The most time-consuming task of all is the determination of the nature and degree of severity of the actual climate information contained in the record, and the categorization of them. The records in Compendium contain much diversified information, some are directly related to weather and climate (e.g., rain, temperature, wind) and some are events from which climate information can be inferred (e.g., flood, drought, famine, harvest, etc.). In many records, these events occurred together in a single line description (such as those described in Fig. 1) whereas for digitization purpose they should be stored in separate categories albeit they all belong to the same space and time coordinates. Furthermore, even among a kind of weather or climate phenomenon, there is a wide variety of types and severity. Take precipitation for example, not only there are different types of precipitation (rain, snow, hail, sleet, etc.) but each type of precipitation can have different varieties. For example, the category of “rain” alone, there can be heavy rain, medium rain, light rain, continuous rain, rain for a long period, etc. Similarly, the “snow” category can have heavy snow, blizzard, flurry, etc. To systematically tabulate these contents so that they can be subject to statistical analysis by computers, we developed a hierarchical data structure to categorize these events such that their relationship with the space-time and each other becomes clear.

The ontology of the categorization structure is based on the domain knowledge of meteorology and climatology in the context of historical linguistics. We first divide these events in four domains: (1) Meteorology, (2) Hazard, (3) Unusual Phenomena, and (4) Others. Table 1 gives a succinct description of these domains.

Table 1 Hierarchical data structure of event categorization system in REACHES database.

Examples of items in domains are also given in Table 1. These terms are self-explanatory and will not be deliberated here. Within each domain, there are Main categories. Within each main category there are Subcategories, for example, the main category Rain can have subcategories Rain, Snow, Hail, etc.

The domain “unusual” contains a wide variety of descriptions that are considered rarely happened but might have important impact. They are usually not directly related to weather and climate but could have some remote relations. For example, solar or lunar eclipse is in principle an astronomical phenomenon, but there are theories (e.g., Scafetta, 2012)40 that these celestial body arrangements could induce certain tidal motions in the atmosphere and oceans and hence could potentially impact the climate.

The lowest hierarchy of the digitized records is Vocabulary. This hierarchy contains the specific terms the authors of the records used to describe certain events. As indicated before, some records were written by professional government officials in charge of record keeping of weather, climate and other events while some were noted scholars who were not professional record keepers. The former group tended to write in more consistent manner and use consistent vocabularies in their descriptions. The latter group, being not necessarily professionally trained for record keeping, tended to use terms of their personal taste, therefore non-standard, in writing. For example, for describing rain event (as main category under precipitation domain), there were more than 40 vocabularies found in the Vol. III, e.g. 禱雨 (dao yu) for little rain, 斷雨 (duan yu) for light rain, 澍雨 (shu yu) for heavy rain, and 恆雨 (heng yu) for rain lasted for a long period, etc. These descriptions are obviously of importance and therefore it is necessary to further subdivide the subcategories into different types of rain through distinguishing the magnitude and duration of the rain events, such as light rain, heavy rain, continuous rain, or intermittent rain. Some descriptions used terms that were rarely seen in any other documents and are difficult to decipher. In such cases, professional historians were consulted.

- _EXERCISE TASKS_
1: According to the passage on categorizing climate records, what is the lowest hierarchy of the digitized records?
2: Write the next part of the passage on categorizing climate records, picking up right after its final sentence.

- _DATASET EXTRACT_
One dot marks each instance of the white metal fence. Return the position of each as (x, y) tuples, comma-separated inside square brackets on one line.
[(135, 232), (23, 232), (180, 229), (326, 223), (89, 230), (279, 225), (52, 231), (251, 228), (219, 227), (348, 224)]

- _RESPONSES PER TASK_
1: Vocabulary is the lowest hierarchy.

2:
Moreover, the meaning of the vocabularies also evolved throughout the dynasties. Not only different vocabularies can refer to same meaning, but one vocabulary can refer to many different things or phenomena. Thus careful interpretation is a prerequisite for the work; researchers often need to consult many other resources such as traditional Chinese dictionaries or historical literatures to pursue accurate interpretation.

To enhance transparency and facilitate reliability and to allow possible future modifications (for example, due to changes in interpretation), we have compiled a REACHES Dictionary which lists all vocabularies in the database such as those mentioned in the previous paragraph. In the dictionary, each vocabulary is explained and given a specific coder number that corresponds to the event codes so that users can track down how it is interpreted and defined. Presently the dictionary is in Chinese.

Coder and source

In addition, the Coder (staff member who coded and proofread the records, dates, and completeness of the coding process, etc.) and Source dimensions (volume and page number, and original copied source etc.) were designed for data quality control and verification purposes. After all information was separately and systematically processed through the five dimensions, the related information under the same record ID number would be re-merged to constitute a full digit information chain for each record. Some of these terms are stored in Chinese at present.

The software tool for data entry and management is Microsoft Visual Studio 2013.

Technical validation

The accuracy of the database that reproduces as faithfully as possible the information contained in the original descriptive records is of the utmost concern to this work. Several steps are taken to ensure this accuracy as described in the following.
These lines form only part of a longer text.